**What the task asks**
The response must consist of every line of the listing, reproduced verbatim.

**Recorded data**
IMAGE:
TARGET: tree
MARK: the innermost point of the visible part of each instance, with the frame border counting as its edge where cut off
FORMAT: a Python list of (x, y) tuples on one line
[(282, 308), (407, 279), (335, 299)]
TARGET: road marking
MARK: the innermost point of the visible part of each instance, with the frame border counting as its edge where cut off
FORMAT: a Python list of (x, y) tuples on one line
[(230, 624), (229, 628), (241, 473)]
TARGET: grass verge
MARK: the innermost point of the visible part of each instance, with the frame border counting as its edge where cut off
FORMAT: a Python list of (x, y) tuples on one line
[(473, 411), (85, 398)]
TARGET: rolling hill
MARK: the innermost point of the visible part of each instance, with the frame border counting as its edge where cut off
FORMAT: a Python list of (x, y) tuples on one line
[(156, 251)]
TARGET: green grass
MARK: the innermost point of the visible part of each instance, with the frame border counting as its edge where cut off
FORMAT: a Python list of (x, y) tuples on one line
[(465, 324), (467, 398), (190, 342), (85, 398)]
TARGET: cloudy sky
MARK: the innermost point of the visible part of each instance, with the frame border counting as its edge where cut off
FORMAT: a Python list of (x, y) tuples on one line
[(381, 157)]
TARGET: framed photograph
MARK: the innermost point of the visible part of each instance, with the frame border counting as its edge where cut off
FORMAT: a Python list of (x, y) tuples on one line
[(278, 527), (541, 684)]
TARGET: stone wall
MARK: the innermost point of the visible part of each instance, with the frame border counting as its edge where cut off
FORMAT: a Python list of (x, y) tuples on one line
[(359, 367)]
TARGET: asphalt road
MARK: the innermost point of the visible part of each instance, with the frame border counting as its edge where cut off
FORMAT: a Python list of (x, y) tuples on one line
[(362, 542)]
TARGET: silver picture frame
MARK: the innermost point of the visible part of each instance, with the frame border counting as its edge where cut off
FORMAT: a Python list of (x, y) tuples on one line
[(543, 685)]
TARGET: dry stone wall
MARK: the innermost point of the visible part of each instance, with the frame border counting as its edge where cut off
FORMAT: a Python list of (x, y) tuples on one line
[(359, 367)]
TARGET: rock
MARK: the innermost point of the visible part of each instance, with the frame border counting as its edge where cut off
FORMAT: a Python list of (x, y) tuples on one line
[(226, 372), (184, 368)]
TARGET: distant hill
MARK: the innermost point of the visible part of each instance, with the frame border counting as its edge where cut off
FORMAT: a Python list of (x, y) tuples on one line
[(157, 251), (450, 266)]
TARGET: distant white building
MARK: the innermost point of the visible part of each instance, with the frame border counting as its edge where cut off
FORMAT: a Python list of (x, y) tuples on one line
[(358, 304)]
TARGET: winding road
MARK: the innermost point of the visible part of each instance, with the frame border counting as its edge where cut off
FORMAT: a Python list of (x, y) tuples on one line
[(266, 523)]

**Answer for this exercise**
IMAGE:
TARGET: tree
MARK: the innermost point of the visible part of each instance, with the frame border counting as its edge where cut off
FORMAT: a Python list of (x, y) tuples on one line
[(282, 308), (407, 279), (335, 299)]
TARGET: road marking
MARK: the innermost point of the visible part of each instance, with the frame border counting as its edge where cut off
FORMAT: a Python list of (x, y) tuples on one line
[(230, 624), (229, 628), (241, 473)]
TARGET: grass verge
MARK: the innermost point of the visible part of each instance, with the frame border counting as its edge where cut off
FORMAT: a Python list of (x, y) tuples on one line
[(473, 411), (85, 398)]
TARGET: rolling hill
MARK: the innermost point of the visible part of each instance, with the frame border counting as its edge where cut off
FORMAT: a Python list of (x, y) tuples on one line
[(156, 251)]
TARGET: green grass
MARK: the innermost point of the visible part of each instance, with the frame border counting as its edge where cut off
FORMAT: a Python list of (x, y) tuples on one line
[(465, 324), (467, 398), (190, 342), (85, 398)]
TARGET: cloudy sky
MARK: the innermost point of the visible part of each instance, with the frame border counting as its edge where cut off
FORMAT: a Python list of (x, y) tuples on one line
[(381, 157)]
TARGET: framed photograph
MARK: the innermost point of the visible part of each instance, with the frame border counting as its edge where cut off
FORMAT: a Python list of (x, y) tuples on one line
[(278, 527), (541, 684)]
TARGET: stone wall
MARK: the innermost point of the visible part of each instance, with the frame border counting as its edge where cut off
FORMAT: a Python list of (x, y) tuples on one line
[(359, 367)]
TARGET: asphalt road
MARK: the innermost point of the visible part of each instance, with the frame border counting as its edge where cut off
FORMAT: a Python list of (x, y) tuples on one line
[(362, 542)]
TARGET: silver picture frame
MARK: the innermost point of the visible part of each instance, with the frame border counting as its edge where cut off
FORMAT: a Python list of (x, y) tuples on one line
[(543, 685)]
TARGET: dry stone wall
MARK: the innermost point of the visible part of each instance, with the frame border counting as its edge where cut off
FORMAT: a Python list of (x, y) tuples on one line
[(359, 367)]
TARGET: rock
MARK: the innermost point of the visible part of each instance, with the frame border counting as its edge where cut off
FORMAT: a Python list of (x, y) tuples on one line
[(226, 372), (184, 368)]
TARGET: distant hill
MARK: the innermost point of the visible part of each instance, with the frame border counting as its edge where cut off
FORMAT: a Python list of (x, y) tuples on one line
[(157, 251), (450, 266)]
TARGET: distant white building
MARK: the innermost point of the visible part of each instance, with the frame border counting as its edge where cut off
FORMAT: a Python list of (x, y) tuples on one line
[(358, 304)]
TARGET: winding road
MARK: the innermost point of the visible part of each instance, with the frame border counting as its edge where cut off
FORMAT: a Python list of (x, y) tuples on one line
[(266, 523)]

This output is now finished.